• [TEXT PROVIDED]:
Traceback (most recent call last):
File "/home/banikr/.config/JetBrains/PyCharm2022.1/scratches/scratch_8.py", line 124, in <module>
loss_dec.backward(retain_graph=True)
File "/home/banikr/miniconda3/envs/ims37/lib/python3.7/site-packages/torch/_tensor.py", line 396, in backward
torch.autograd.backward(self, gradient, retain_graph, create_graph, inputs=inputs)
File "/home/banikr/miniconda3/envs/ims37/lib/python3.7/site-packages/torch/autograd/__init__.py", line 175, in backward
allow_unreachable=True, accumulate_grad=True) # Calls into the C++ engine to run the backward pass
RuntimeError: one of the variables needed for gradient computation has been modified by an inplace operation: [torch.FloatTensor [1]] is at version 2; expected version 1 instead. Hint: enable anomaly detection to find the operation that failed to compute its gradient, with torch.autograd.set_detect_anomaly(True).
The error comes from:
for epoch in range(max_epochs):
for batch_idx, data in tqdm(enumerate(train_loader), total=len(train_loader),
desc='Train epoch=%d' % epoch, ncols=100, leave=False): # epoch will be updtd by train_epoch()
x = Variable(data, requires_grad=False).float().to(device)
x_avg = x_avg + torch.mean(x, axis=0)
# +------------------------------+
# | generator loss |
# +------------------------------+
x_hat, elbo_loss = net_g(x)
x_hat_avg = x_hat_avg + torch.mean(x_hat, axis=0)
# z = net_g.decoder()
_, z_p, _, _ = net_g.encoder(x)
x_p = net_g.decoder(z_p)

• [DATA SECTION]:

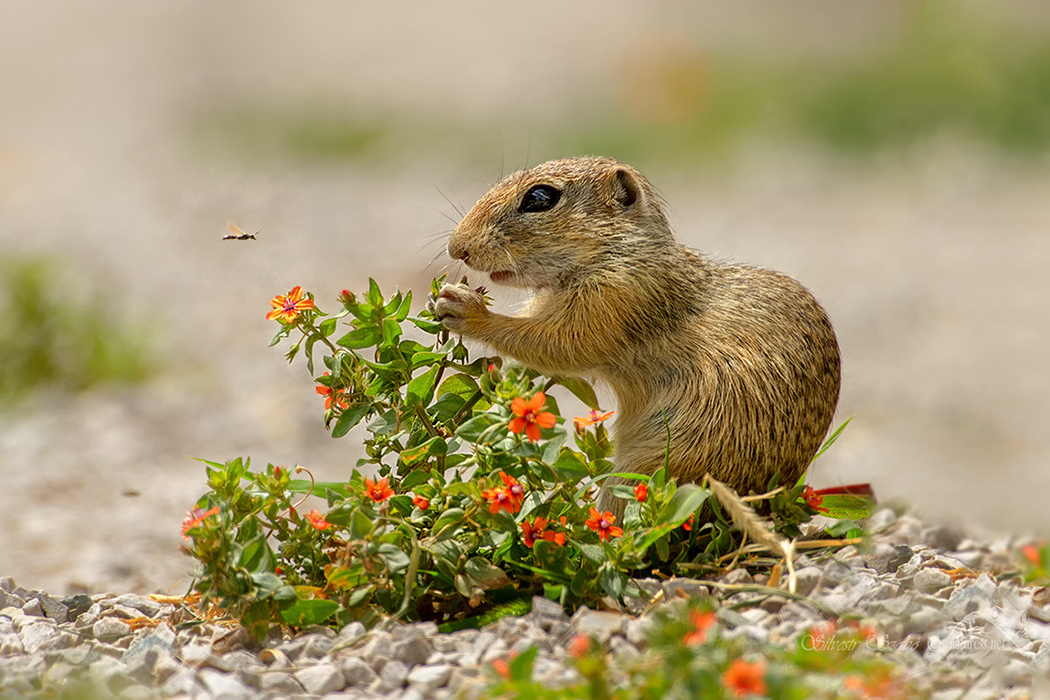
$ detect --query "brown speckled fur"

• [EXERCISES]:
(1) Condense the paragraph of the PyTorch error post that begins "RuntimeError: one of the variables" into a short bulleted list that keeps its main facts.
(2) Write out the PyTorch error post between "x_avg = x_avg" and "x_hat_avg + torch.mean(x_hat, axis=0)", inclusive.
(3) Continue the PyTorch error post from its last line.
The listing has nothing to do with the PyTorch error post.

• [RESPONSES FOR EACH TASK]:
(1)
- A variable needed for gradient computation was modified by an inplace operation.
- The affected tensor is a torch.FloatTensor [1].
- It is at version 2, but version 1 was expected.
- Hint: enable anomaly detection with torch.autograd.set_detect_anomaly(True) to find the operation that failed to compute its gradient.

(2)
x_avg = x_avg + torch.mean(x, axis=0)
# +------------------------------+
# | generator loss |
# +------------------------------+
x_hat, elbo_loss = net_g(x)
x_hat_avg = x_hat_avg + torch.mean(x_hat, axis=0)

(3)
# +----------------------------------+
# | discriminator loss |
# +----------------------------------+
d = net_D(x)
d_hat = net_D(x_hat)
d_p = net_D(x_p)
real_label = Variable(Tensor(x.size(0), 1).fill_(1.0), requires_grad=False).to(device)
fake_label = Variable(Tensor(x.size(0), 1).fill_(0.0), requires_grad=False).to(device)
loss_D_real = adversarial_loss(d, real_label)
loss_D_fake = adversarial_loss(d_hat, fake_label)
loss_D_prior = adversarial_loss(d_p, fake_label)
loss_gan = loss_D_real + loss_D_fake + loss_D_prior
# print(loss_gan)
optimizer_D.zero_grad()
loss_gan.backward(retain_graph=True)
optimizer_D.step()
# +----------------------------+
# | decoder loss |
# +----------------------------+
rec_loss = ((net_D(x_hat) - net_D(x)) ** 2).mean()
print(rec_loss)
loss_dec = gamma * rec_loss - loss_gan # <<<< error here
optimizer_d.zero_grad()
loss_dec.backward(retain_graph=True)
optimizer_d.step()
Some of the solutions to similar errors are changing the dropout layer inplace(which I am not using here). adversarial_loss is:
Hi @ptrblck
removing retain_graph generates the following error from the very same line:
loss_dec.backward()#retain_graph=True)
File "/home/banikr/miniconda3/envs/ims37/lib/python3.7/site-packages/torch/_tensor.py", line 396, in backward
torch.autograd.backward(self, gradient, retain_graph, create_graph, inputs=inputs)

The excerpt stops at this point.